(Items over het vinden van benoemde dingen)
^^^^^^^^

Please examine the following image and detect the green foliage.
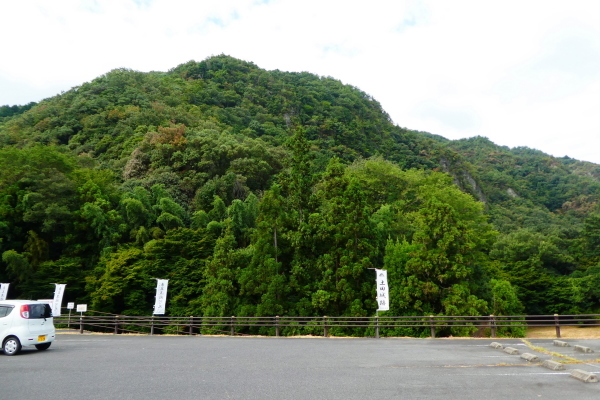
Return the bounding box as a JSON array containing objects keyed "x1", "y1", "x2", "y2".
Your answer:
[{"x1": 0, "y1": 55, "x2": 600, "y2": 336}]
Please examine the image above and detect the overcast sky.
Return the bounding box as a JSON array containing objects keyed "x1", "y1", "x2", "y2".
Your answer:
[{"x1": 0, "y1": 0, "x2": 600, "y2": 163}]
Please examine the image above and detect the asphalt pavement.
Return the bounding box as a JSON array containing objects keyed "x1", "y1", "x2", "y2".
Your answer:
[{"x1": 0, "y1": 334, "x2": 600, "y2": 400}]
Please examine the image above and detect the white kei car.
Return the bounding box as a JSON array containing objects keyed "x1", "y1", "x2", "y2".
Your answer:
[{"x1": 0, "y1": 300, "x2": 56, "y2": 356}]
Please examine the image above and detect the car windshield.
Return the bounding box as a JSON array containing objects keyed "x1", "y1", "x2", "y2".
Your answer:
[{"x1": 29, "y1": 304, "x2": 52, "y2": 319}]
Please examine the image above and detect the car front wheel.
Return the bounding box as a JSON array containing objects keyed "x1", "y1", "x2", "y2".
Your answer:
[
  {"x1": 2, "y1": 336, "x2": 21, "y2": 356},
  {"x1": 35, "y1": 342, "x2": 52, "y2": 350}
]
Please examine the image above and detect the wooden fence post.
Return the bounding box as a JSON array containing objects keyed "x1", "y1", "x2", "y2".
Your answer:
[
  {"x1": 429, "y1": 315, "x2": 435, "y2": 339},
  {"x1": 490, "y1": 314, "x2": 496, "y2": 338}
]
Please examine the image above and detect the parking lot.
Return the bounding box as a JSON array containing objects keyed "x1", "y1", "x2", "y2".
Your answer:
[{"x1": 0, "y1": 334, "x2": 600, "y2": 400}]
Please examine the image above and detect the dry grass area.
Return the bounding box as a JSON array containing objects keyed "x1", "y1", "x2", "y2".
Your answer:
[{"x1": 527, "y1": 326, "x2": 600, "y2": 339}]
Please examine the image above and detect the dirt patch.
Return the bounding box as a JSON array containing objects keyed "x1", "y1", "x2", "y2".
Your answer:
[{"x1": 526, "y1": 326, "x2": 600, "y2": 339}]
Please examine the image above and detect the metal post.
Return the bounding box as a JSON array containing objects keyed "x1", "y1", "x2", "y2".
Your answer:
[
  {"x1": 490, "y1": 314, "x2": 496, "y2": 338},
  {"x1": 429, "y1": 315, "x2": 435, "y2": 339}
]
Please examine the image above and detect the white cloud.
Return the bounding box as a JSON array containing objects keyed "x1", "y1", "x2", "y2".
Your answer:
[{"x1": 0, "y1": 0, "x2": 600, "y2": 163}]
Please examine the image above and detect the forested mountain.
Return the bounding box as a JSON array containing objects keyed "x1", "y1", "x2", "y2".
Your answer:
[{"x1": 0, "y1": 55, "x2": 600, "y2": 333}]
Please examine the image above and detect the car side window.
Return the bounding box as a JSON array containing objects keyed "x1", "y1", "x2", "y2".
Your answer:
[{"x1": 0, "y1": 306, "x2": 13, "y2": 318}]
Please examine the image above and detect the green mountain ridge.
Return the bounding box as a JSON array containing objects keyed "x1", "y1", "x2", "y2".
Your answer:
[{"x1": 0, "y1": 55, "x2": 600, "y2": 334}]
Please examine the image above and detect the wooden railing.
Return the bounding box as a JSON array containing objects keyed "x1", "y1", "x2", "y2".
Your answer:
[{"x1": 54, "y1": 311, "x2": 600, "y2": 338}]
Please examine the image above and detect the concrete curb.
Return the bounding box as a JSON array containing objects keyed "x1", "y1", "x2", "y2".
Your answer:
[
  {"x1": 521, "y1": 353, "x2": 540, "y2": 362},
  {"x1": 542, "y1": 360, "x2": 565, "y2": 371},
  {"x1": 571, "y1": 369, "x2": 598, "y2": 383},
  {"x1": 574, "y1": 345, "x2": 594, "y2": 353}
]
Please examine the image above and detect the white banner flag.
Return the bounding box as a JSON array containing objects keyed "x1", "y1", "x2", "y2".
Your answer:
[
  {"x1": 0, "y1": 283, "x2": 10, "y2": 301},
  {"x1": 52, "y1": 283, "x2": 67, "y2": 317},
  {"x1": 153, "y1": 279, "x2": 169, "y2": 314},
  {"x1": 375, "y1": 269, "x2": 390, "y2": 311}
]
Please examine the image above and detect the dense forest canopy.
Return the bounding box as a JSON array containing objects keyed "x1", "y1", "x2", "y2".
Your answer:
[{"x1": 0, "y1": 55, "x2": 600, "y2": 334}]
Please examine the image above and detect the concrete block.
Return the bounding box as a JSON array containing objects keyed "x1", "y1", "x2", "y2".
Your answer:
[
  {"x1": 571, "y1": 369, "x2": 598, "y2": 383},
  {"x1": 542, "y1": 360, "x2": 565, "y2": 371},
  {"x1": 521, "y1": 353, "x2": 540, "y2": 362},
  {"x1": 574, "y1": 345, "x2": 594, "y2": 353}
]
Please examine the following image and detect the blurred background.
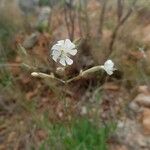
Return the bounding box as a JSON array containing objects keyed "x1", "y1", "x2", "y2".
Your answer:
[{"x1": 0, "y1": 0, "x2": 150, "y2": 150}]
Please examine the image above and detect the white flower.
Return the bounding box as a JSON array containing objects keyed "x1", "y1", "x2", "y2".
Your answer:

^^^^^^^^

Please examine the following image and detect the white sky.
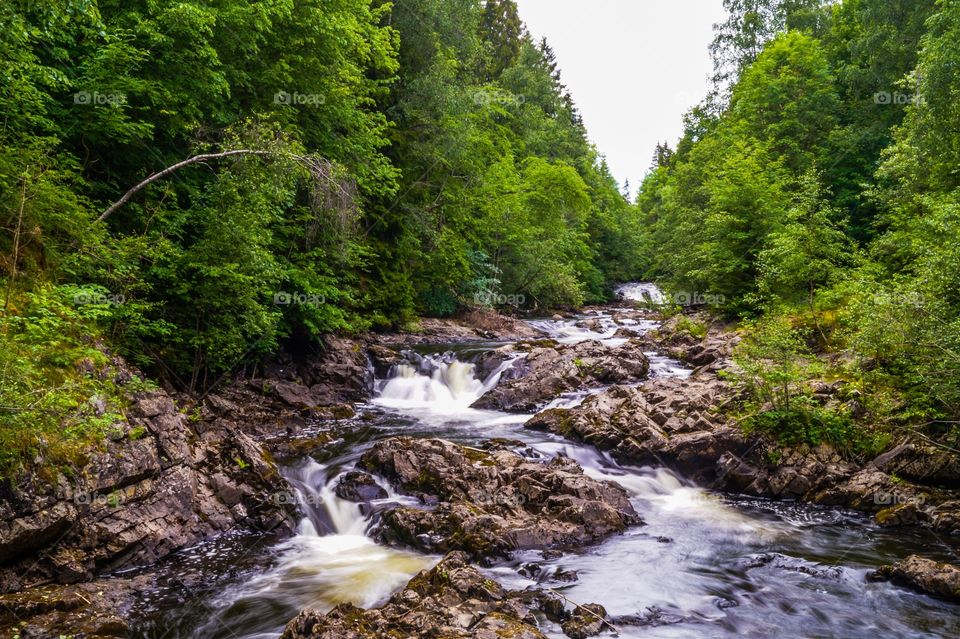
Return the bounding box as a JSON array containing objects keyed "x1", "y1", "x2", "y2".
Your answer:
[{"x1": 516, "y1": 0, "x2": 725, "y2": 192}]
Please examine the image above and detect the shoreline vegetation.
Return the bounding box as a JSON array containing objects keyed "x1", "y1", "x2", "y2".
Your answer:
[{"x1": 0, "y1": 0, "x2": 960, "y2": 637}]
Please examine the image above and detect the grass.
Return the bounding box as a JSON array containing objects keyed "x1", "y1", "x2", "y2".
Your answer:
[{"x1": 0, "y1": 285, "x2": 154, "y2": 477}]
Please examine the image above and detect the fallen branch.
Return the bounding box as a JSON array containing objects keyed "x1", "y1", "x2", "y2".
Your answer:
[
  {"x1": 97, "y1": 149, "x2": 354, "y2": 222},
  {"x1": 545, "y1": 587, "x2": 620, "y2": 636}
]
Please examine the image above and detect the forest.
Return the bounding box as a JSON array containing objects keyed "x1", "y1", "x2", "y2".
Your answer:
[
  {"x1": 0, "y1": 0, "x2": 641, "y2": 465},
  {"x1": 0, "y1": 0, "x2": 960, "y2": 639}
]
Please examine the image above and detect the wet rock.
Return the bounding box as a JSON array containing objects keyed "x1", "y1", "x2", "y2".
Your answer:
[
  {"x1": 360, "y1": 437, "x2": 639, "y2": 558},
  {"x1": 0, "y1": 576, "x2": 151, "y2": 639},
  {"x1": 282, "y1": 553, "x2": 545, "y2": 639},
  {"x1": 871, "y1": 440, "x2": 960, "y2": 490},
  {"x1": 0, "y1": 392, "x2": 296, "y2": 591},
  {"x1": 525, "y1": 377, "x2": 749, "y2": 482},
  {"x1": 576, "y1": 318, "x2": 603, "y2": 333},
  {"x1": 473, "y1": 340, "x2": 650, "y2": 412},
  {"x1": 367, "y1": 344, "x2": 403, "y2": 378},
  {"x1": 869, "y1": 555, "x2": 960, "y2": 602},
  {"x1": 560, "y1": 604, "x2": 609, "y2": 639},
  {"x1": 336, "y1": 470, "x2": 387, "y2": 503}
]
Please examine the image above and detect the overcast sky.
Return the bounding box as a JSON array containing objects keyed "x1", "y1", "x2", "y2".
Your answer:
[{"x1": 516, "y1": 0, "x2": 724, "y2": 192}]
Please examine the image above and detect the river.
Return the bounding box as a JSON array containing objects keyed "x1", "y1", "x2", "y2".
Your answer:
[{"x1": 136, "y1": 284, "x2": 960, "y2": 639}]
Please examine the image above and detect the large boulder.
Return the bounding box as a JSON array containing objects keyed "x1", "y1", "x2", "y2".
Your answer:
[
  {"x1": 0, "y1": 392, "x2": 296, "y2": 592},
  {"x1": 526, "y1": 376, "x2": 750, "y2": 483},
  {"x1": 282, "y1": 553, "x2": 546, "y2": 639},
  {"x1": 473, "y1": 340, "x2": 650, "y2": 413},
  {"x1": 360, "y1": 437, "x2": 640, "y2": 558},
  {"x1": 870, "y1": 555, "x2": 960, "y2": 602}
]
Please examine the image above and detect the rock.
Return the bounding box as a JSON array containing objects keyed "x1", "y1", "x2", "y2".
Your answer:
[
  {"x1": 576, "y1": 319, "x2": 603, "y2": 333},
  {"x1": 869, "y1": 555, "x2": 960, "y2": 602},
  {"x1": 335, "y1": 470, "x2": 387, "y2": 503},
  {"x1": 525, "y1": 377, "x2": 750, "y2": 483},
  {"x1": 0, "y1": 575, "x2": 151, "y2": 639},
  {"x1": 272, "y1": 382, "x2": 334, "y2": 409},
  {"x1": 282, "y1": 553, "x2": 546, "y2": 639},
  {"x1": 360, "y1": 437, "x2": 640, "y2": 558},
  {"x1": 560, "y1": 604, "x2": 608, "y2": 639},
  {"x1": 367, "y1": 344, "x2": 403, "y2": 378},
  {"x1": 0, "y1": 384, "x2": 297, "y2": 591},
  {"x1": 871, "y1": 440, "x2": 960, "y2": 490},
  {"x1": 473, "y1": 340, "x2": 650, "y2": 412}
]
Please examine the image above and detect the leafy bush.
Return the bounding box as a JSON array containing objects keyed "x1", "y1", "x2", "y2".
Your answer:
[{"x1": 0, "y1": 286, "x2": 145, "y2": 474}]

^^^^^^^^

*Opdracht*
Geef elke regel uit de items hierboven die het woord "white" bevat ongewijzigd terug.

*Uitvoer*
Please examine the image above and detect the white kei car.
Please examine the image above and detect the white cloud.
Please examine the image above and detect the white banner flag.
Please examine the image above and detect the white flower.
Please examine the following image and detect the white sky.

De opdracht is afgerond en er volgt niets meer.